Three weeks later, Anderson sent a letter of apology to Munson, which was released to the press by the Reds. It said:

Dear Thurman:

First or all, I hope you will accept my sincere apology. I had no intention of trying to belittle you or any other catcher. What I said about comparing Bench to another catcher, I have said not only this year, but in other years
.

Thurman, I might be at fault for speaking so strongly on
Bench, but that is the way I feel. I sure hope I will never purposely try to belittle anyone
.

I only hope you will know how sincere I am about this letter
.

Sincerely
,
Sparky

Thurman said he never got the letter. If it was sent through the PR office, I never got it either. It may still be sitting somewhere in the clubhouse.

The day before the 1976 American League MVP announcement would be made, Steinbrenner sent off a letter to Munson, addressed to his New Jersey home. This one reached him:

November 15, 1976
Mr. Thurman Munson
315 15th Street
Norwood, New Jersey

Dear Thurm:

A short note to say that Whitey Ford has been lined up to receive
your award from Cue Magazine, but more importantly, to tell you
how proud I am of all the honors that you’ve accumulated this
year
.

While I know the Series was somewhat of a bitter pill, you had a great Series and we did win the American League Championship—our first Pennant in 12 years, so I think that’s plenty enough this year. I just know that you’re going to win the Most Valuable Player Award in the American League, but the fact that in the Major League All Star Team you pulled more votes than any player is indeed a tribute to the kind of year you had
.

Sometimes in the haste of everyday business we don’t take time
to say “Nice Going!” to others, and I just remembered after talking to you the other day that I had failed to add that
.

Best regards
,
George

Munson felt he had earned the MVP award, but he wasn’t sure he’d get it, since he often didn’t speak to the media, and it was the writers who voted.

On November 16, Thurman was in New Jersey when his phone rang at three p.m. It was Jack Lang, secretary-treasurer of the Baseball Writers’ Association of America (BBWAA). As a beat writer for the Mets, he was not well known by Munson, so the conversation was formal.

“You’ve been elected MVP in the American League,” said Lang. “Congratulations.”

Dataset
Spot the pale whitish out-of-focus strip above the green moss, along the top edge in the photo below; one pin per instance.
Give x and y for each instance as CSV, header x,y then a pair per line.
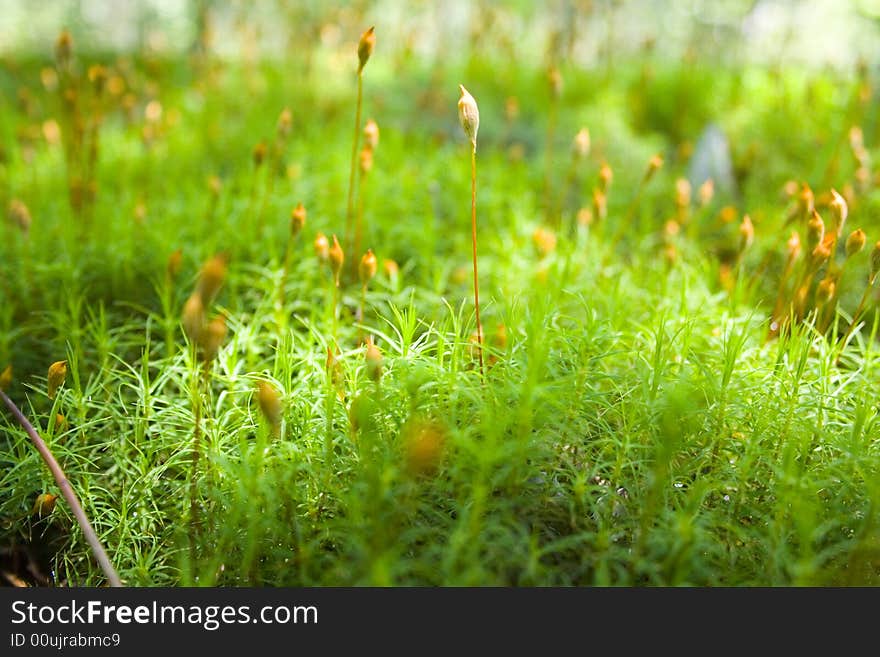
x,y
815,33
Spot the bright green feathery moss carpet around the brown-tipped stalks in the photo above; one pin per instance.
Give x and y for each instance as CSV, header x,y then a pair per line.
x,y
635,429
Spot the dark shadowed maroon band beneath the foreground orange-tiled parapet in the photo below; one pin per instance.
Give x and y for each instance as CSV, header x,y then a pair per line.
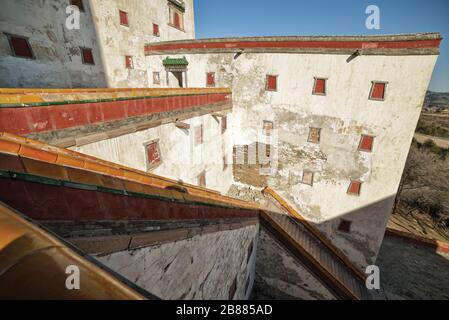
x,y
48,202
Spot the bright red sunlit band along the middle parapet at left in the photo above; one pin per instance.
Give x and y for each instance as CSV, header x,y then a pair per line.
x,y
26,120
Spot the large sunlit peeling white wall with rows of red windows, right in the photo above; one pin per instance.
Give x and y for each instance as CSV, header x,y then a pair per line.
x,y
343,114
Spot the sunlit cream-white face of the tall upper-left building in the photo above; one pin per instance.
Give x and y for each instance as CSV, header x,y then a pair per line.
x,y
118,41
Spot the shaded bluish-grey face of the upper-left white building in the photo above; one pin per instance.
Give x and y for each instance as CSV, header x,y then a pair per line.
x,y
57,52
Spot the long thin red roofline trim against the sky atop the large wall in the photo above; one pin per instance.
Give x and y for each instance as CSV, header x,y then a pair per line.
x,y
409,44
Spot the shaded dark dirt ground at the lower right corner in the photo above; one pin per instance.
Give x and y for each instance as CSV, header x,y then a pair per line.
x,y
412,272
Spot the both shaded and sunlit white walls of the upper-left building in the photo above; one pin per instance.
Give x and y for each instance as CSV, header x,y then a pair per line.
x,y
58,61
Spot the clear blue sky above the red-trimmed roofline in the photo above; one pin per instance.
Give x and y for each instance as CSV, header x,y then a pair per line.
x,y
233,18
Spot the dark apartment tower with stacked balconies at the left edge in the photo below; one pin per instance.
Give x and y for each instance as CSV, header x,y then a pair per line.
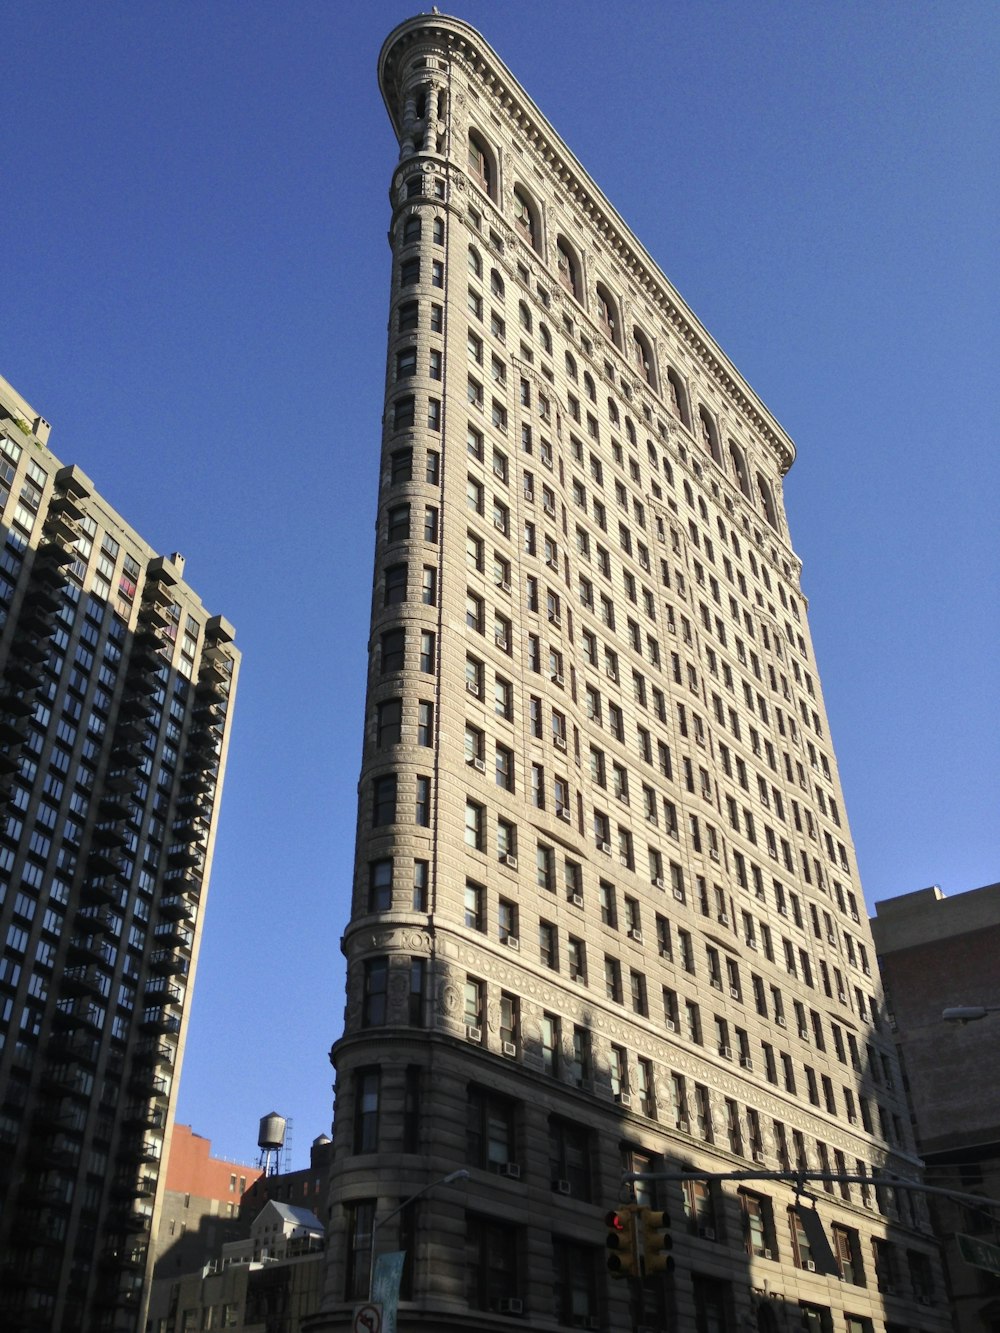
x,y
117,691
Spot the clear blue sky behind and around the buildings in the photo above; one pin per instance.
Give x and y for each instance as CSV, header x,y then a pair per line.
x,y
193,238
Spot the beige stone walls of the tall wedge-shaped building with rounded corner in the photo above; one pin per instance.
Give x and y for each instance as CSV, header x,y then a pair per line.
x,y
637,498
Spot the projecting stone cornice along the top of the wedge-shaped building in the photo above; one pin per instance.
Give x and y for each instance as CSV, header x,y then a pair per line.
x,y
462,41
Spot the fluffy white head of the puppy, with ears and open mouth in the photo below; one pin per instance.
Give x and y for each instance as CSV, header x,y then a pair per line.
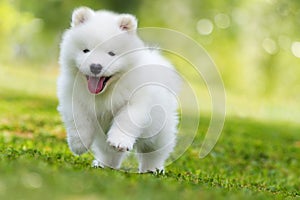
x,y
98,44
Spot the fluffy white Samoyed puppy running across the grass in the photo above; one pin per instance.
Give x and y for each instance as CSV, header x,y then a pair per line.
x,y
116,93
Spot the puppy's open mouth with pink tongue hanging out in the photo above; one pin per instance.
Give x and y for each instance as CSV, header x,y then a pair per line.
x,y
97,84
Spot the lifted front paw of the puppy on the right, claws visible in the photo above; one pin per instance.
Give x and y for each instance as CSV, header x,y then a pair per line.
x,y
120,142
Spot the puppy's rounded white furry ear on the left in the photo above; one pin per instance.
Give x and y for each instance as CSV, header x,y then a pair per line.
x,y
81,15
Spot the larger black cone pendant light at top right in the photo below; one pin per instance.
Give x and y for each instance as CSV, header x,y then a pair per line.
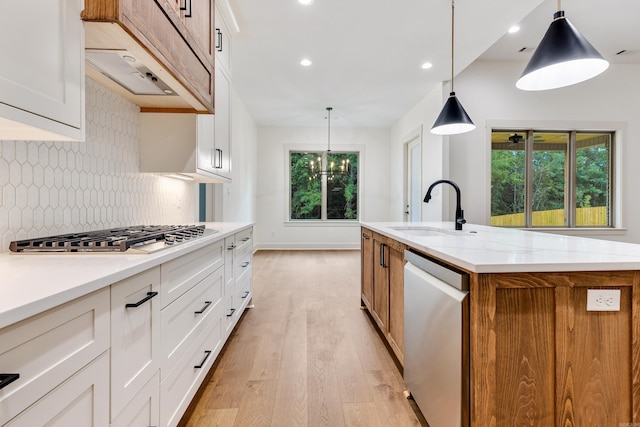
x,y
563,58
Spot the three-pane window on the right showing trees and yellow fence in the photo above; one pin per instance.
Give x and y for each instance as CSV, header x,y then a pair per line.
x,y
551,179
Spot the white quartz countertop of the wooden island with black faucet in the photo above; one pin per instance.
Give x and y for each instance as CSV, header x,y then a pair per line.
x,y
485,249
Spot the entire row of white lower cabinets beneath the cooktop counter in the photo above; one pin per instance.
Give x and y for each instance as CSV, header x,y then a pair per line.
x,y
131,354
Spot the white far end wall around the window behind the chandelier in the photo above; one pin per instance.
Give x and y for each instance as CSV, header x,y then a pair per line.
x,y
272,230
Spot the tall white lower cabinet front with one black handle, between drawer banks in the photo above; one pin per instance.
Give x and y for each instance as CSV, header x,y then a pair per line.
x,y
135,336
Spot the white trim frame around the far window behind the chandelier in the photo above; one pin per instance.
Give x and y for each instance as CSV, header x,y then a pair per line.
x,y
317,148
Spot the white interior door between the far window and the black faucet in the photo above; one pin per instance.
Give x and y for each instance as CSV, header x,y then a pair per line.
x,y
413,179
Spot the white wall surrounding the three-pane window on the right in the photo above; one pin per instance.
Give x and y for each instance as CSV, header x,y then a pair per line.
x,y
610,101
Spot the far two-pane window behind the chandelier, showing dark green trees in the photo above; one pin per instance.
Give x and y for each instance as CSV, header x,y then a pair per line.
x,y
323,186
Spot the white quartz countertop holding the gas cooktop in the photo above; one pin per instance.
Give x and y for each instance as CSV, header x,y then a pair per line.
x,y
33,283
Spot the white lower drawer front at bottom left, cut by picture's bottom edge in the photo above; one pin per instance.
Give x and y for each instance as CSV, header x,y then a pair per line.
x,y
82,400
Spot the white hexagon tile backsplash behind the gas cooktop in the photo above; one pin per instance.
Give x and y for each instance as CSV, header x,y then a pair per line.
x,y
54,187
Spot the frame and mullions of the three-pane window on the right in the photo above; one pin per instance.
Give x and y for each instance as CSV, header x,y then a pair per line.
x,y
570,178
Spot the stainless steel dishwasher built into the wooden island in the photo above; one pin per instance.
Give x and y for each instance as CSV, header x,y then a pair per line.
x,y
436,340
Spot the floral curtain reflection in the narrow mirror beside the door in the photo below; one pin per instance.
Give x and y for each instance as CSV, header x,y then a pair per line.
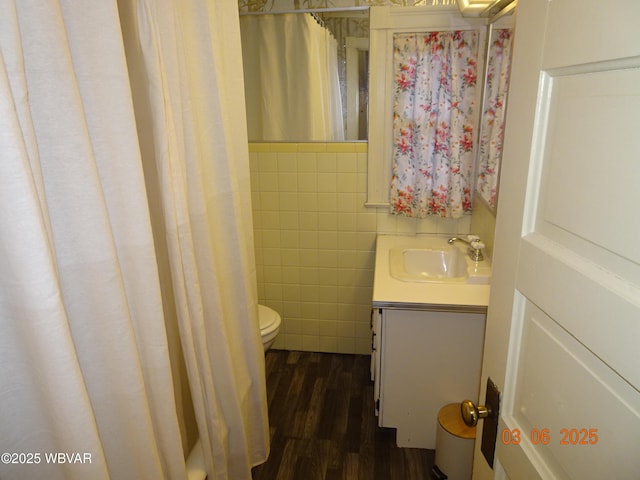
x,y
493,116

Try it
Carry on the excerpt above about Thurman Munson and his 1976 MVP award, starting right after Lang's congratulations.

Expected answer
Munson asked him about the voting. He had received eighteen of the twenty-four first-place votes for a huge margin of victory over George Brett, who had two. One each went to Rivers, Rod Carew, Amos Otis, and rookie pitching sensation Mark Fidrych. Thurman was the first Yankee to win the award since Elston Howard in 1963. He became the first catcher to win both the Rookie of the Year Award and the MVP in the American League.

A press conference would be held in a few hours at the Americana Hotel in New York (now the Sheraton Centre). Lang asked me to preside, claiming he had another commitment. It was rare for the BBWAA to pass on an opportunity like this, but of course I agreed.

The turnout on the short notice was small. Thurman, the king of polyester, wore a plaid sports jacket with a tie and sweater.

“I’m proud that I won,” he said of the MVP. “I know it wasn’t politics. I won this on my ability.”

Both Steinbrenner and Paul were in the room. It caught them by surprise when Thurman made mention of “a new contract.” With free agency looming, he was preparing for the Yankees’ signing some big free agents—maybe Don Gullett and Bobby Grich—and for his salary to be adjusted to meet theirs, and to include a World Series adjustment. At least that was what he believed.

I was asked about this the next day by the press and said, “I’m sure it is something that Mr. Steinbrenner and Thurman will talk through.” I was trying to diffuse what I thought would be a mild controversy that was interfering with the big news about the award.

Steinbrenner didn’t like my response at all. Even in the afterglow of the MVP award, he was ready to issue a statement putting Thurman in his place in terms of a possible renegotiation.

This would not be a quiet off-season. Those days were gone.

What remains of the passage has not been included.